> _Task instructions_:
Please, without the pictures, restate every entry exactly.

> _Excerpted data_:
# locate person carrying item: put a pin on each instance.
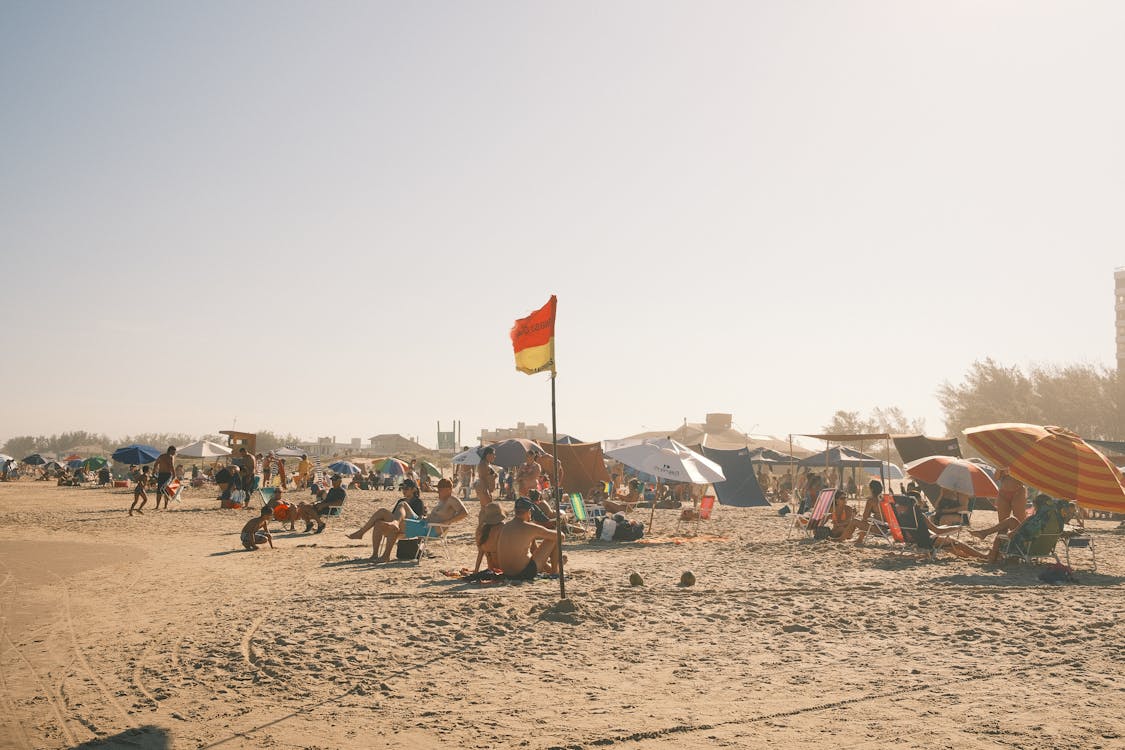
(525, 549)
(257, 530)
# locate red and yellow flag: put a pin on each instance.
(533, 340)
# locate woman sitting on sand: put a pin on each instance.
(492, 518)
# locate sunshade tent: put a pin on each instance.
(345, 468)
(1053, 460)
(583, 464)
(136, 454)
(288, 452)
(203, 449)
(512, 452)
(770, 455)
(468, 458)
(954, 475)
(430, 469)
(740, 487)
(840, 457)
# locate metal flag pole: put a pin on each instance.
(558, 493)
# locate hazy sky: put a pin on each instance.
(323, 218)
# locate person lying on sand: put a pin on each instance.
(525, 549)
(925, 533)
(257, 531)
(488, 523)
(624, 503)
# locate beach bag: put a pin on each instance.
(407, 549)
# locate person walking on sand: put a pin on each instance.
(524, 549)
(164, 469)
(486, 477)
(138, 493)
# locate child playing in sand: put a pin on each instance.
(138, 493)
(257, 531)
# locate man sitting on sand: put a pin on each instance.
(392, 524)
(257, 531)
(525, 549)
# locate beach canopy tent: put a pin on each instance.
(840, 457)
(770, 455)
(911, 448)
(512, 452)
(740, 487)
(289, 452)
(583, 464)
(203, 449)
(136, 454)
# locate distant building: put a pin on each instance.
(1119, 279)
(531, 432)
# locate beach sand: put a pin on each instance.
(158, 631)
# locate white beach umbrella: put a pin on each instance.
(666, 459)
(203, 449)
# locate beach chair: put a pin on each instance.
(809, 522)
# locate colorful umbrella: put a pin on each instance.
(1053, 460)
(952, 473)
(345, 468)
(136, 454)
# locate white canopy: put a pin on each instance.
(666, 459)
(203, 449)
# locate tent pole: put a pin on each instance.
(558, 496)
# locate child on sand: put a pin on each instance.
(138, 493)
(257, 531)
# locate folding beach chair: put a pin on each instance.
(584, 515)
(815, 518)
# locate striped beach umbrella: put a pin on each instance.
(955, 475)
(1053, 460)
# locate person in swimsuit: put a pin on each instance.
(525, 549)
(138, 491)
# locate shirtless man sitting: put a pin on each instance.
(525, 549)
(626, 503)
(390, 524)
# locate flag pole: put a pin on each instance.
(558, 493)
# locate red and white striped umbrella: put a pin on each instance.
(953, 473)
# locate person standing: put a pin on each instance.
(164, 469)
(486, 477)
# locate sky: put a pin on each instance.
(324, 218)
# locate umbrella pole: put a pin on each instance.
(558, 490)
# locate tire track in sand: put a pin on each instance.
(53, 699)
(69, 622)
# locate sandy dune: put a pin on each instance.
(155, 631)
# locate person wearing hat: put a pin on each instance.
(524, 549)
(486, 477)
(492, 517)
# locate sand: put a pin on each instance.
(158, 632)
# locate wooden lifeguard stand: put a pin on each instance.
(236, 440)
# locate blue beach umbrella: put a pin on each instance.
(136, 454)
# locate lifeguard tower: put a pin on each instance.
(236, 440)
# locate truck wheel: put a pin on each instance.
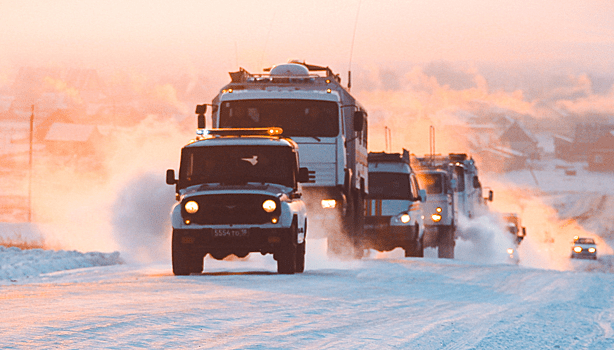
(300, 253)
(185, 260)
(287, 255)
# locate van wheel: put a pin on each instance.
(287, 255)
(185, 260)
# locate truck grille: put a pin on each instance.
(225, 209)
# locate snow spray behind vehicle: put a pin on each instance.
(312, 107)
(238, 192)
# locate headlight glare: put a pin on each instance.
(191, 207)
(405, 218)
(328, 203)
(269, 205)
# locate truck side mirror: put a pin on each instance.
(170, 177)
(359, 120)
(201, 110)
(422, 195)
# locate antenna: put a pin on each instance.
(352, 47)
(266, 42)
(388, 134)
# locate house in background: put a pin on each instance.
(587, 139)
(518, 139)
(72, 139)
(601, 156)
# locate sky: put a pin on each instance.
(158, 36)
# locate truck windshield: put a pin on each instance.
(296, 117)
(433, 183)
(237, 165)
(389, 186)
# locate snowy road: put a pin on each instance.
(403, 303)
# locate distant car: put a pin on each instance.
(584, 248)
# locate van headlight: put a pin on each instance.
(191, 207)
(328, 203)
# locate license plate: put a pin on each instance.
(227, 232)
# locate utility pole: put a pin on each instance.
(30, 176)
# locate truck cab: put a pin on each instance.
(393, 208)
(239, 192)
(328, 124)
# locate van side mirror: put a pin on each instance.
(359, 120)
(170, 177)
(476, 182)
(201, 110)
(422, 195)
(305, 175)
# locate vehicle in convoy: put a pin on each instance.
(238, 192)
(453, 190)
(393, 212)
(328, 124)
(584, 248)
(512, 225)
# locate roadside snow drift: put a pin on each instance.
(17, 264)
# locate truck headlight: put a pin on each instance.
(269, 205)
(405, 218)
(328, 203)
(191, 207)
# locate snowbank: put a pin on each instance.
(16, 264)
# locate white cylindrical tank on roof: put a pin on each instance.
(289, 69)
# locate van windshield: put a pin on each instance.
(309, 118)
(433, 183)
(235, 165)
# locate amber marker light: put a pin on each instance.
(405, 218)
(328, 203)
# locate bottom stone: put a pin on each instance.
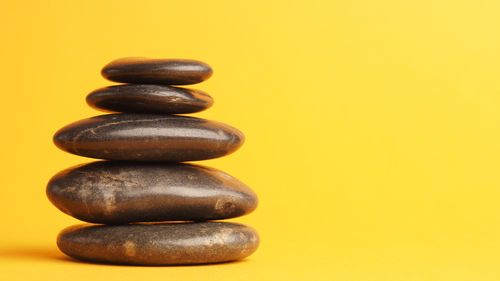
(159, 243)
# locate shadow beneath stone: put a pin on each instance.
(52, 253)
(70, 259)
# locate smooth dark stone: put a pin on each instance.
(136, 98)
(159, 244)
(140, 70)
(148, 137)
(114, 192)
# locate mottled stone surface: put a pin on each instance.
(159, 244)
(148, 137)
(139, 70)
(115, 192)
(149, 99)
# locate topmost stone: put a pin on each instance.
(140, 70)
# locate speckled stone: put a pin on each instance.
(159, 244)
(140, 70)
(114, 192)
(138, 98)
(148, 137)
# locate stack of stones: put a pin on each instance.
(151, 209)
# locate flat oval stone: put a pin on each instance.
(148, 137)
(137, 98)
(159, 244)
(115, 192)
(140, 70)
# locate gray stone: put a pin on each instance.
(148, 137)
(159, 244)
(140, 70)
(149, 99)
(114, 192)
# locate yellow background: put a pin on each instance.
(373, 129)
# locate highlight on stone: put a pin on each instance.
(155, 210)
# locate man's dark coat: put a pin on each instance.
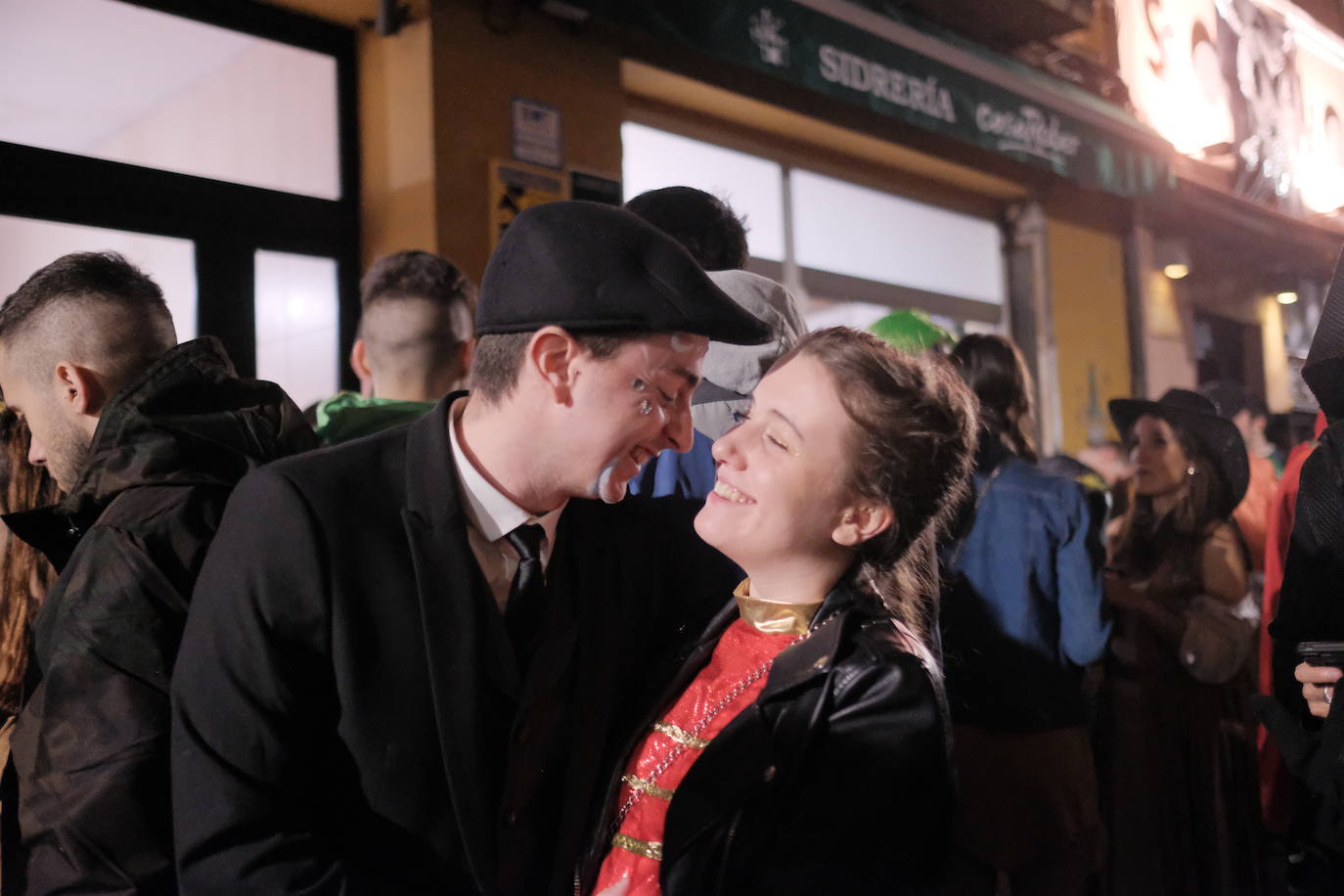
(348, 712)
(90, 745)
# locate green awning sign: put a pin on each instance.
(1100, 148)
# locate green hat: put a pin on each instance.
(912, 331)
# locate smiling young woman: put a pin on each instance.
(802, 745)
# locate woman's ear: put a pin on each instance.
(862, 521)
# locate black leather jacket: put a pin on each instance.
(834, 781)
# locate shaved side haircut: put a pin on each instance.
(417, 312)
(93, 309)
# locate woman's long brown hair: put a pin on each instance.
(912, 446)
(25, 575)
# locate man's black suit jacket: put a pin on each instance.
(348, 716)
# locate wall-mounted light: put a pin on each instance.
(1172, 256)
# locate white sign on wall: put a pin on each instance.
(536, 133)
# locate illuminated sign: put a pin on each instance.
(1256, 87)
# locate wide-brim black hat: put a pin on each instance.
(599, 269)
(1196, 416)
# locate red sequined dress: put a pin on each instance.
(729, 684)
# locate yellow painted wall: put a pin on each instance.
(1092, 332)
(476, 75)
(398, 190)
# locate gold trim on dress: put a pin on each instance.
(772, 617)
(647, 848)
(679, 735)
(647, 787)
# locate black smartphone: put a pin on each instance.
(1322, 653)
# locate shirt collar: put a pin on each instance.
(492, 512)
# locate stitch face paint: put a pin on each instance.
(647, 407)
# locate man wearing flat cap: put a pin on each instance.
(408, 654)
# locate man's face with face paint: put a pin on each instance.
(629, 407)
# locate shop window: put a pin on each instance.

> _Solution for this exercise_:
# locate person carrying item: put a pin on each instance.
(525, 549)
(257, 530)
# locate red and yellow flag: put a pin on each instance.
(533, 340)
# locate woman sitting on sand: put a pin on each instance.
(492, 518)
# locate sunshade tent: put a pin on each instance.
(345, 468)
(1053, 460)
(583, 464)
(136, 454)
(288, 452)
(203, 449)
(512, 452)
(770, 455)
(468, 458)
(954, 475)
(430, 469)
(740, 487)
(840, 457)
# locate metal flag pole: put a pin on each instance.
(558, 493)
# locate hazy sky: put a pin on each instance.
(323, 218)
# locate person lying on sand: put a pin on each instance.
(525, 549)
(925, 533)
(257, 531)
(488, 523)
(624, 503)
# locate beach bag: put a pin on each instance.
(407, 549)
# locate person walking on sand: put a pin on each instance.
(524, 549)
(164, 469)
(486, 477)
(138, 493)
# locate child playing in sand: put a pin on each instance.
(138, 493)
(257, 531)
# locate man sitting on sand: put a pin on each instance.
(392, 524)
(257, 531)
(525, 549)
# locate beach canopy tent: put a pin on each instance.
(840, 457)
(770, 455)
(911, 448)
(512, 452)
(740, 487)
(289, 452)
(583, 464)
(203, 449)
(136, 454)
# locate distant building: put a pin on each instance.
(1119, 279)
(531, 432)
# locate beach sand: put a pin on each instance.
(158, 631)
# locate white beach umbrella: put a pin on each instance.
(666, 459)
(203, 449)
# locate beach chair: put a pin on each instance.
(809, 522)
# locate colorful umbrella: put a pin on each instance.
(1053, 460)
(952, 473)
(345, 468)
(136, 454)
# locate white canopy: put a pin on each instance.
(666, 459)
(203, 449)
# locate tent pole: put a pin on each instance.
(558, 496)
# locate child on sand: put a pin on each instance.
(138, 493)
(257, 531)
# locate folding beach chair: put a pin on each instance.
(584, 515)
(815, 518)
# locate striped beach umbrella: put a pin on each instance.
(955, 475)
(1053, 460)
# locate person in swimsuit: put a pin on each instance.
(525, 549)
(138, 491)
# locate shirtless man sitting: put a pin on each instance.
(525, 549)
(626, 503)
(390, 524)
# locate flag pole: put a pin on each instance.
(558, 493)
# locate red and white striped umbrella: put a pin on each instance.
(953, 473)
# locate person standing: put a pin on each instance.
(164, 469)
(486, 477)
# locate sky: put a pin on each instance.
(324, 218)
# locate umbrella pole: put a pin on each instance.
(558, 490)
# locate tire track in sand: put a pin on each instance.
(53, 699)
(69, 622)
# locate sandy dune: put a pin on each instance.
(155, 631)
# locate person wearing hat: put a pin on each instance.
(524, 549)
(486, 477)
(492, 517)
# locate sand: put a pin on each instance.
(158, 632)
# locate wooden lifeguard stand: put a pin on each instance.
(236, 440)
# locate blue beach umbrella: put a pin on each instance.
(136, 454)
# locate lifeguard tower: put a pin on each instance.
(236, 440)
# locate truck wheel: put a pin on each instance.
(300, 253)
(185, 260)
(287, 255)
# locate van wheel: put a pin on each instance.
(287, 255)
(185, 260)
# locate truck grille: put a pin on each instance.
(225, 209)
# locate snow spray behind vehicle: put a pin on each instance.
(312, 107)
(238, 192)
# locate headlight glare: put a pin on each instance.
(191, 207)
(405, 218)
(328, 203)
(269, 205)
# locate truck side mirror: put a pin on each instance.
(170, 177)
(359, 120)
(201, 110)
(422, 195)
# locate antenna: put a pin on each instance.
(352, 47)
(266, 42)
(388, 134)
# locate house in background: put a pin on each instance.
(587, 139)
(518, 139)
(72, 139)
(601, 156)
# locate sky: put a pin on each instance.
(158, 36)
# locate truck windshield: put a pin on each instance.
(296, 117)
(433, 183)
(237, 165)
(389, 186)
# locate snowy road: put a pin on each instance.
(403, 303)
# locate distant car: put a pin on each instance.
(584, 248)
# locate van headlight: put a pin on each instance.
(191, 207)
(328, 203)
# locate license plate: put a pin on each instance.
(227, 232)
# locate utility pole: put a pin on each instance.
(30, 176)
# locate truck cab: put a pin on each instance.
(393, 208)
(239, 192)
(328, 124)
# locate van side mirror: put a pin on each instance.
(359, 120)
(170, 177)
(476, 182)
(201, 110)
(422, 195)
(305, 175)
# locate vehicle in convoy: put a pin on each instance.
(238, 192)
(453, 190)
(393, 212)
(328, 124)
(584, 248)
(512, 225)
# locate roadside snow drift: put a pin on each instance.
(17, 264)
# locate truck headlight: put a pin on each instance.
(269, 205)
(405, 218)
(328, 203)
(191, 207)
# locate snowbank: put a pin on each instance.
(16, 264)
# locate white cylindrical tank on roof: put a pin on each instance.
(289, 69)
# locate van windshield: put a pin on each instance.
(309, 118)
(433, 183)
(235, 165)
# locate amber marker light: put a pin on each instance.
(405, 218)
(328, 203)
# locate bottom stone: put a pin on each instance.
(159, 243)
# locate shadow beneath stone: put a pin on each instance.
(52, 253)
(70, 259)
# locate smooth dark stone: put a pin on each instance.
(136, 98)
(159, 244)
(140, 70)
(148, 137)
(114, 192)
# locate mottled stone surface: put a pin on each instance.
(159, 244)
(148, 137)
(139, 70)
(115, 192)
(149, 99)
# locate topmost stone: put a pin on each instance.
(140, 70)
# locate speckled stone: put a pin on each instance.
(159, 244)
(140, 70)
(114, 192)
(138, 98)
(148, 137)
# locate stack of stones: put a pin on each instance.
(151, 209)
# locate flat oval stone: put a pin on each instance.
(148, 137)
(137, 98)
(159, 244)
(115, 192)
(140, 70)
# locate gray stone: put a pin on each instance.
(148, 137)
(159, 244)
(140, 70)
(149, 99)
(114, 192)
# locate yellow background: put a pin on each instance.
(373, 129)
# locate highlight on stone: put a pin on each instance.
(155, 210)
# locate man's dark coat: put a pin on each instance.
(348, 712)
(90, 745)
# locate green awning sign: put a pin on each instance.
(1100, 148)
# locate green hat: put a pin on each instance.
(912, 331)
# locate smiling young woman: put a pin on each instance.
(802, 745)
# locate woman's ear: put a pin on each instance.
(862, 521)
# locate black leather jacket: put a pin on each instance.
(834, 781)
# locate shaved side haircut: put a pin on each instance.
(417, 312)
(93, 309)
# locate woman's long brown hair: put a pin on each instance.
(912, 446)
(25, 575)
# locate man's black suit jacket: put a pin on each instance.
(348, 716)
# locate wall-mounted light: put a pin on each instance.
(1172, 256)
# locate white sign on wall: put a pin on each instance.
(536, 133)
# locate illuminated sign: put a pin on each instance.
(1256, 87)
# locate wide-brim black hat: put a pin on each instance.
(599, 269)
(1196, 416)
# locate red sequined dress: put a pin on each instance.
(729, 684)
# locate yellow painted wall: put a pin on each instance.
(1092, 332)
(476, 75)
(398, 190)
# locate gold trim on dress: put a pin on each instance.
(772, 617)
(647, 848)
(679, 735)
(647, 787)
# locate black smartphone: put a pin on each instance.
(1322, 653)
# locate shirt collar: put a pin on each instance.
(492, 512)
# locate stitch face paint: put a pin on each instance.
(647, 407)
# locate man wearing flat cap: put a pin on each instance.
(408, 654)
# locate man's face with face paint: put a pin on each instance.
(629, 407)
# locate shop window: put a pin on each instance.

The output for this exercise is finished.